Text excerpt →
·····
To summarize, the findings are as follows: 1. Most Chinese landscape architects believe that microclimate is important in landscape design and will take it into account in their daily work. 2. Chinese landscape architects primarily use principles and guidelines, as well as strategies; they have a low-use frequency and understanding of mapping and evaluation methods. 3. The development of evidence-based microclimatic design prototypes is a positive response to Chinese landscape architects’ desire to learn about microclimatic design. 4. Chinese landscape architects are unfamiliar with microclimate software, but they are enthusiastic about it. By promoting microclimate software to Chinese landscape architects, it has the potential to improve their microclimatic design abilities.

Despite these findings, our research had several limitations. First, five percent of respondents did not respond to question 5, which asks them to choose the microclimatic design method they use most frequently in their work based on the given description. Possible reasons for the item nonresponse are that they do not use the microclimate design method in their daily work, or for other reasons, such as being overwhelmed with information, not understanding the terminology explanation, and so on. To reduce the bias introduced by missing answer options, it is necessary to include the option of not using microclimate design methods in daily work. Second, this study uses a convenience sample and may not represent the entire spectrum of background, education, and professional practices of Chinese landscape architects. Third, given that only a few papers mention the application of the COMFA model to design, and they are only published in English journals (e.g., [36,37]), the finding that 37% of the Chinese landscape architects surveyed are familiar with the model may reflect social disability bias.

4.2. Integrated Research and Design Guidance

The project design and its test results in this study support the previous research [23] by demonstrating the site’s microclimate improvement after design and by clarifying the concrete process of employing four methods (principles and guidelines, strategies, mapping, and evaluations). After the design, the thermal comfort condition of the site was greatly improved: the value of mean radiant temperature (MRT) in ENVI-met simulation results was significantly reduced after the design; and the energy budget values in the COMFA models were also clearly decreased.

Among the three selected locations for simulation, the biggest change before and after the design was the addition of more trees and consideration of the use of water features. As a result, the simulation results can support Brown’s theory that the primary task of creating thermal comfort is to control solar radiation and, generally, woody plants have the great influence on solar radiation in a landscape [16]. It also confirms Jin’s claim that the water feature has a positive effect on improving outdoor thermal comfort, especially the centralized water body [35].

4.3. User-Friendly Tools

The advantage of this study is innovatively providing a prototype with microclimate design methods and matched effectiveness test methods. This makes it much easier for practitioners to understand microclimates and use them in design practices. There are two models that were used in the effectiveness test, ENVI-met and COMFA. The similarity of them is that both of them can be used to help evaluating thermal comfort conditions. While the differences between them are shown as follows: 1. Compared to COMFA models, ENVI-met has a wider range of application. It can simulate a variety of microclimate factors and perform all kinds of microclimate analysis and evaluation, such as solar analysis, building physics, wind flow, and so on. Its applicable evaluation area ranges from square meters to small and medium-sized cities; COMFA models place a greater emphasis on evaluating human body thermal comfort, which involves more human-related parameters. As a result, its applicable scale is tied to the range of daily human activities and is more limited than the range of ENVI-met. 2. In terms of display form, ENVI-met can generate images, which is clear and easy to understand. COMFA models do not have images, but have formulas and calculation processes, which help users understand the principles behind them. 3. The ENVI-met has a higher use threshold than COMFA models. To use ENVI-met, users must first master specific microclimate knowledge and software operation skills. While for running COMFA models, users only need to enter basic microclimate parameters into COMFA models to quickly obtain a human thermal comfort evaluation result. Considering the advantages and disadvantages of ENVI-met and COMFA models, their combination will make the microclimate evaluation more comprehensive.
·····
Dataset entries →
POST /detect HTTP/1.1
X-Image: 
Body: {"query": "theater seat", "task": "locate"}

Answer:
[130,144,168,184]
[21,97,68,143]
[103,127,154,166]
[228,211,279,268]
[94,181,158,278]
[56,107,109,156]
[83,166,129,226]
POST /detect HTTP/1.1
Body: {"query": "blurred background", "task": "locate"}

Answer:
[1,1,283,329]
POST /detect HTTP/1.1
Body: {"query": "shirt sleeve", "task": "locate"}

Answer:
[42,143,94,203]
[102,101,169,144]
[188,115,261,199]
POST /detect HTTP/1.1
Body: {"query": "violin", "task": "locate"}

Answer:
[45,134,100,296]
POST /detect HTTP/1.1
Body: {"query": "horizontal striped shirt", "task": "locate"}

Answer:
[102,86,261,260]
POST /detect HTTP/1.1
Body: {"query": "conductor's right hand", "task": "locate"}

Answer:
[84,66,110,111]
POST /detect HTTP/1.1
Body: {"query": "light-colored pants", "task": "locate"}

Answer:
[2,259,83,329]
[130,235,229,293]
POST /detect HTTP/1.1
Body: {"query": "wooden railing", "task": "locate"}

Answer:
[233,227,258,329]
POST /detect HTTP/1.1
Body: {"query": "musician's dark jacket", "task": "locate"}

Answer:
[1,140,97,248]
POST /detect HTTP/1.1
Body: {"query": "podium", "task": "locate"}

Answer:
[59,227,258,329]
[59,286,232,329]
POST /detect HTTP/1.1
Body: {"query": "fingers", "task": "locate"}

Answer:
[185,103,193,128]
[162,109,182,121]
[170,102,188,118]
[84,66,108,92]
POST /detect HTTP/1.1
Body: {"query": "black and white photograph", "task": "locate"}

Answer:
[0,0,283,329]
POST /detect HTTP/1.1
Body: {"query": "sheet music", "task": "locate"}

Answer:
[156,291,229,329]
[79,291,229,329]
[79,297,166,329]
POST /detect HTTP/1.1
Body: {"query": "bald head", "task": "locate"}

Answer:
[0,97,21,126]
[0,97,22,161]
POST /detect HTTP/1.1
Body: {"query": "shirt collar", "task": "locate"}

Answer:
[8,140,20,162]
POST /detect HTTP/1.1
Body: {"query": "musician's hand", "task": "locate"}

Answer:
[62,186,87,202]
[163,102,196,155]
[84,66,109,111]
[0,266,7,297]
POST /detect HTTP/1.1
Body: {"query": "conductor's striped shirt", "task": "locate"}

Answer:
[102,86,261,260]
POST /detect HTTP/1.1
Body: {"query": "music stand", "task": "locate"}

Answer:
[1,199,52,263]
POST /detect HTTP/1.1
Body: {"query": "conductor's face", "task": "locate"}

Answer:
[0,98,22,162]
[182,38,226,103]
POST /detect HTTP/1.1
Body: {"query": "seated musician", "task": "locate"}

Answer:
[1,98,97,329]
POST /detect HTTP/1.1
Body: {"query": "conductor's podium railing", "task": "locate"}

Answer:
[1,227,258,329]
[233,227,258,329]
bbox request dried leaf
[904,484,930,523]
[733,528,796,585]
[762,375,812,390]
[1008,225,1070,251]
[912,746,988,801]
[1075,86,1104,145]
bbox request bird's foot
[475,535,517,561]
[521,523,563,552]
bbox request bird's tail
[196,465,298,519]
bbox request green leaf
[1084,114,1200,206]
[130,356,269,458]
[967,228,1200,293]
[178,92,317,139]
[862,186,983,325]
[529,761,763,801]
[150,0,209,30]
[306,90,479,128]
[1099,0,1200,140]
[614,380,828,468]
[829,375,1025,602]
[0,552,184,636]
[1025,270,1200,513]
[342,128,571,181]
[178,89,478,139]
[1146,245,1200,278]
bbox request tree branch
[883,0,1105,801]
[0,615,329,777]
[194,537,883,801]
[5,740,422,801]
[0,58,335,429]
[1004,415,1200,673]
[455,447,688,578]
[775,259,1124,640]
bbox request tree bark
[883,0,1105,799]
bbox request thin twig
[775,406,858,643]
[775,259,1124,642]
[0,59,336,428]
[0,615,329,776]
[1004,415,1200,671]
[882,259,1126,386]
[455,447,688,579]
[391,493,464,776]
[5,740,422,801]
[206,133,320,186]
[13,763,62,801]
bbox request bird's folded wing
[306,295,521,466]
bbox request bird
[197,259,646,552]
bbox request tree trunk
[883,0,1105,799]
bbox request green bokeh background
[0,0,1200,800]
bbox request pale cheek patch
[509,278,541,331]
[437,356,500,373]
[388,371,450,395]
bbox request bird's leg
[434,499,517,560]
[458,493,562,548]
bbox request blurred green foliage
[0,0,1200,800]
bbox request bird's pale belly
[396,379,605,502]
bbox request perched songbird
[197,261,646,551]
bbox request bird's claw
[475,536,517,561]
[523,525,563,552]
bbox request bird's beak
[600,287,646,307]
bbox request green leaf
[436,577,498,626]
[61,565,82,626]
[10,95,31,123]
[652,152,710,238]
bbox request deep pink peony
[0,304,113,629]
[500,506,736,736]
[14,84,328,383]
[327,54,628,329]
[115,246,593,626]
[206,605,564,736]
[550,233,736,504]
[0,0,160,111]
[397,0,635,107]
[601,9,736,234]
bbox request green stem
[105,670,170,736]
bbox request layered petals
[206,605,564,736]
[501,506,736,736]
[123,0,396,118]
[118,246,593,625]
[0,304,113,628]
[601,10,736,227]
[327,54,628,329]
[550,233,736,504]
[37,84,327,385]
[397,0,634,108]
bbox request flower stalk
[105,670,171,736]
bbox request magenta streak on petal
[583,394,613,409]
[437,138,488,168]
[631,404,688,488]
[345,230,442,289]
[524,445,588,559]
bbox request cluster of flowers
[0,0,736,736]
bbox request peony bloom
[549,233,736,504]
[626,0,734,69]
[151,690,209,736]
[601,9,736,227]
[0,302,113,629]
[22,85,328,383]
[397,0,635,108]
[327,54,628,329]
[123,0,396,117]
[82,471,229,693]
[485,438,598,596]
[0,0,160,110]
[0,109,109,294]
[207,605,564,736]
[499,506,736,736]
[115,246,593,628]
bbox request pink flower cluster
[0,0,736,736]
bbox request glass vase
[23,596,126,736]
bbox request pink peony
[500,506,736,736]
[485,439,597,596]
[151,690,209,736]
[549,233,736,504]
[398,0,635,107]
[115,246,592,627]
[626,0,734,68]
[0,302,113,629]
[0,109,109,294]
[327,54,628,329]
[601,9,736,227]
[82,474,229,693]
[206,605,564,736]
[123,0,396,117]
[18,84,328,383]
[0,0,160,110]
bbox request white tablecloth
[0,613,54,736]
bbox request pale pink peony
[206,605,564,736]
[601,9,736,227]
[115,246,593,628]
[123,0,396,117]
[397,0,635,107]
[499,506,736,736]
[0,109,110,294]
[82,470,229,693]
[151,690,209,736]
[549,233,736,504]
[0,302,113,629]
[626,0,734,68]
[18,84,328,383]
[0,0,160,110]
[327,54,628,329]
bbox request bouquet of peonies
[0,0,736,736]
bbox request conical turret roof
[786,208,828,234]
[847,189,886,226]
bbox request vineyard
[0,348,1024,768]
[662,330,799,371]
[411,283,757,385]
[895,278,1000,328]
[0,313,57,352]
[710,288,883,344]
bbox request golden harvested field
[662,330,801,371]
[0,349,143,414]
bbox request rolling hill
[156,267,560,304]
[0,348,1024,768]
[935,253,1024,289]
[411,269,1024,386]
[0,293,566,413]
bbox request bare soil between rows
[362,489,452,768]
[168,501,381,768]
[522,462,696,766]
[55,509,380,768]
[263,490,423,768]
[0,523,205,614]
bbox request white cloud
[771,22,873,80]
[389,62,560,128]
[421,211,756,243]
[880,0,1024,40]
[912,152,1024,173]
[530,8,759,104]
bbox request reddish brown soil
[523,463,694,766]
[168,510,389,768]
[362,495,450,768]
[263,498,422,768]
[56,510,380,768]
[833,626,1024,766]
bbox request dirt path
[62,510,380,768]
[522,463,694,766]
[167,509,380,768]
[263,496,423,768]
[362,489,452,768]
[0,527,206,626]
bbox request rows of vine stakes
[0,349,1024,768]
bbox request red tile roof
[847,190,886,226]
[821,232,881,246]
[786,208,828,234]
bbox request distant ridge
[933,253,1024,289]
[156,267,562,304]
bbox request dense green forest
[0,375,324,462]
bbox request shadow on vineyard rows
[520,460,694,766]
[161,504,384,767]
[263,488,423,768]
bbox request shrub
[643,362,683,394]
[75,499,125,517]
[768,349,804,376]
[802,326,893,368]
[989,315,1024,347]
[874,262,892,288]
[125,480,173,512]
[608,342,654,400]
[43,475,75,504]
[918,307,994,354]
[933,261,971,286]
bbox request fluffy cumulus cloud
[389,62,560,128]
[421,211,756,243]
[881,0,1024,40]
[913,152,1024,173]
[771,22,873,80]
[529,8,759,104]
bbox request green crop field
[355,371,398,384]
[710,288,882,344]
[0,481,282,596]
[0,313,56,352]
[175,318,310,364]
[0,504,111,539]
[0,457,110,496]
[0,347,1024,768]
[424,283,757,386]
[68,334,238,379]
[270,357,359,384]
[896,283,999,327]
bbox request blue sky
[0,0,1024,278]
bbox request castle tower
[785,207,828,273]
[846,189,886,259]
·····
Request → From the microclimate design text above, extract verbatim the passage between "The project design" and "also clearly decreased.", inclusive.

Full answer →
The project design and its test results in this study support the previous research [23] by demonstrating the site’s microclimate improvement after design and by clarifying the concrete process of employing four methods (principles and guidelines, strategies, mapping, and evaluations). After the design, the thermal comfort condition of the site was greatly improved: the value of mean radiant temperature (MRT) in ENVI-met simulation results was significantly reduced after the design; and the energy budget values in the COMFA models were also clearly decreased.